Prompt: What is needed is an exact transcription of every entry below.
■ ■ ■ ■ ■
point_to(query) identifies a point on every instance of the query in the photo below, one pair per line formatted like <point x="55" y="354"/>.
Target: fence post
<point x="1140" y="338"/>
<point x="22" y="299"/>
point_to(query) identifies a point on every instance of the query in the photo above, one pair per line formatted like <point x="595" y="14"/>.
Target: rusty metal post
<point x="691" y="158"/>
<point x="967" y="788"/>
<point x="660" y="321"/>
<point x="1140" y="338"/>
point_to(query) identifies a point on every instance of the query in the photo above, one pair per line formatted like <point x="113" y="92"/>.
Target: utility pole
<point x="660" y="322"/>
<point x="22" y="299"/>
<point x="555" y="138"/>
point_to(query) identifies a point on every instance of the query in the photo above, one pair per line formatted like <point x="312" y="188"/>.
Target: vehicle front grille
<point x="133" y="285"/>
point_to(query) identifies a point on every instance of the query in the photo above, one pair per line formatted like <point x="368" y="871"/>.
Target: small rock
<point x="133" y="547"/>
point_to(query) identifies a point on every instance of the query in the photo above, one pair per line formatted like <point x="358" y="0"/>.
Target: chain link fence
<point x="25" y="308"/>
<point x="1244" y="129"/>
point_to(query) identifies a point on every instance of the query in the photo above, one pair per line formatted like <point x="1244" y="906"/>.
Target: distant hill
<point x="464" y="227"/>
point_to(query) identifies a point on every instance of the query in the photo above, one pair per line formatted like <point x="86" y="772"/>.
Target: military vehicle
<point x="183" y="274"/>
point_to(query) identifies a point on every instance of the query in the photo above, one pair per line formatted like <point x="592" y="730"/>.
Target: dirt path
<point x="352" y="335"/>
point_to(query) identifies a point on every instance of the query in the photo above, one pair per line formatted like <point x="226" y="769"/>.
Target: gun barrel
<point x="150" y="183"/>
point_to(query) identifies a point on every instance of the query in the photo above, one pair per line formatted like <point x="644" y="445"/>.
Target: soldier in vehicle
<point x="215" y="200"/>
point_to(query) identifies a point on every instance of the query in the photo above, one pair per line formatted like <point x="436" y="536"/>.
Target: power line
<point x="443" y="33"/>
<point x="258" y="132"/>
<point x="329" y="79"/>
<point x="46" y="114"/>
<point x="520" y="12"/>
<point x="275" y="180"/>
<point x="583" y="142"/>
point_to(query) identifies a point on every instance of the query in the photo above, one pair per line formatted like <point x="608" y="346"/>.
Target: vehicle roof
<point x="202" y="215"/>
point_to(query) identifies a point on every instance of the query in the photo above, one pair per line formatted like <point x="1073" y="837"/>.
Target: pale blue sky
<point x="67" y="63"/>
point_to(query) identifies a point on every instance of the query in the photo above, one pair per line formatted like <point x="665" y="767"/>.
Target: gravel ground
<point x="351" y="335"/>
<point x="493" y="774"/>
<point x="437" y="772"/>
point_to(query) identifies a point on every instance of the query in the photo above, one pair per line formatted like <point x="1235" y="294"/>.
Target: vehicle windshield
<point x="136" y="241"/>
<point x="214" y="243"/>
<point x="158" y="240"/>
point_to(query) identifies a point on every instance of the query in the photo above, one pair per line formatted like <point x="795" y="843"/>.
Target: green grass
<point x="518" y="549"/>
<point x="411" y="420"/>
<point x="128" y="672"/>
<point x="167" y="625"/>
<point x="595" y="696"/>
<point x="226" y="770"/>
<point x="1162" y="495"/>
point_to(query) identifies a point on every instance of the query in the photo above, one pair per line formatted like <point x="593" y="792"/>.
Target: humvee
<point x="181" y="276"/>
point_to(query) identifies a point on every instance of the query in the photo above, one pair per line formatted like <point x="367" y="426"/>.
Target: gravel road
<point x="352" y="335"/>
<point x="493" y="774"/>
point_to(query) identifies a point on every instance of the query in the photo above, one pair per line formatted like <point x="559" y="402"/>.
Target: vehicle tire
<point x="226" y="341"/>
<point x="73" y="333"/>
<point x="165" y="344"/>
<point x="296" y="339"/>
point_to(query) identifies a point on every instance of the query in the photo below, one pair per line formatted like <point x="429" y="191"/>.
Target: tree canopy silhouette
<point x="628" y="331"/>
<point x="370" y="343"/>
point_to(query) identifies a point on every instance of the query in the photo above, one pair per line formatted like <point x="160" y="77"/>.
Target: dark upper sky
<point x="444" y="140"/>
■ ■ ■ ■ ■
Solution for this problem:
point_to(query) identifies a point on every instance of the query in the photo below, one pair per line formatted like <point x="55" y="354"/>.
Target: fence post
<point x="1140" y="338"/>
<point x="22" y="299"/>
point_to(query) identifies a point on every instance of the query in the photo above, one pair per line formatted like <point x="595" y="14"/>.
Target: rusty metal post
<point x="691" y="158"/>
<point x="967" y="788"/>
<point x="660" y="321"/>
<point x="1140" y="338"/>
point_to(query) identifies a point on every instance of the query in the photo above, one pair per line formatted like <point x="113" y="92"/>.
Target: utility pole
<point x="660" y="322"/>
<point x="22" y="299"/>
<point x="555" y="138"/>
point_to(query) identifies a point on every instance of the query in the photo above, one pair per line formatted like <point x="312" y="188"/>.
Target: vehicle front grille
<point x="133" y="285"/>
point_to(query) identifies a point on every instance of the query in the photo above, one pair per line formatted like <point x="368" y="871"/>.
Target: small rock
<point x="133" y="547"/>
point_to(query) identifies a point on every instance of the query in the photo above, one pair per line formatted like <point x="358" y="0"/>.
Target: chain link fence
<point x="25" y="308"/>
<point x="1244" y="129"/>
point_to(query) identifies a point on every instance of the query in the photo above, one pair per line formatted like <point x="1244" y="906"/>.
Target: distant hill
<point x="464" y="227"/>
point_to(query) identifies a point on every instance of the query in the photo above, one pair per line formatted like <point x="86" y="772"/>.
Target: military vehicle
<point x="183" y="274"/>
point_to(query) identifies a point on every instance of the query in the photo above, one pair per line formatted like <point x="592" y="730"/>.
Target: dirt path
<point x="352" y="335"/>
point_to(query) identifies a point on every instance of the query in the photo above, one pair per line formatted like <point x="226" y="769"/>.
Target: gun barrel
<point x="150" y="183"/>
point_to(query) identifies a point on every instance of the query in the photo above, one pair per line formatted like <point x="644" y="445"/>.
Target: soldier in vehicle
<point x="215" y="200"/>
point_to(query) identifies a point on every instance of the query in the photo above, one pair per line formatted like <point x="436" y="536"/>.
Target: power line
<point x="443" y="33"/>
<point x="258" y="132"/>
<point x="329" y="79"/>
<point x="46" y="114"/>
<point x="520" y="12"/>
<point x="275" y="180"/>
<point x="583" y="142"/>
point_to(query) identifies a point on every instance of the query in the photo above, one pair per line formatted like <point x="608" y="346"/>.
Target: vehicle roof
<point x="202" y="215"/>
point_to(query) identifies a point on every instance of the query in the photo above, one pair per line formatted like <point x="1073" y="837"/>.
Target: pale blue sky
<point x="67" y="63"/>
point_to(query) identifies a point on every instance of the query in the photo above, one pair per line formatted like <point x="665" y="767"/>.
Target: gravel ground
<point x="351" y="335"/>
<point x="493" y="774"/>
<point x="437" y="772"/>
point_to(query) identifies a point on every instance of the query in the photo above, one pair per line formatted like <point x="1235" y="294"/>.
Target: vehicle windshield
<point x="136" y="241"/>
<point x="214" y="243"/>
<point x="158" y="240"/>
point_to(query) identifies a point on every instance of the query in the photo above, one pair per line formatted like <point x="795" y="843"/>.
Target: green grass
<point x="518" y="549"/>
<point x="411" y="420"/>
<point x="128" y="672"/>
<point x="167" y="625"/>
<point x="595" y="696"/>
<point x="226" y="770"/>
<point x="1162" y="495"/>
point_to(query) identifies a point on every instance of the query in the photo above, one pair per line formatted like <point x="593" y="792"/>.
Target: humvee
<point x="181" y="276"/>
point_to(query) identifies a point on every instance of the query in the photo above, one pair per line formatted like <point x="367" y="426"/>.
Target: gravel road
<point x="352" y="335"/>
<point x="493" y="774"/>
point_to(query) identifies a point on every instance of the query in the photo above, one pair per line formatted like <point x="559" y="402"/>.
Target: vehicle tire
<point x="226" y="341"/>
<point x="73" y="333"/>
<point x="165" y="344"/>
<point x="296" y="339"/>
point_to(query) identifies a point on every instance of the query in the photo below, one pair per line formatted like <point x="429" y="191"/>.
Target: tree canopy silhouette
<point x="628" y="331"/>
<point x="370" y="343"/>
point_to(query) identifies a point on every instance of the query in the photo above, one pair per line formatted like <point x="160" y="77"/>.
Target: dark upper sky
<point x="444" y="140"/>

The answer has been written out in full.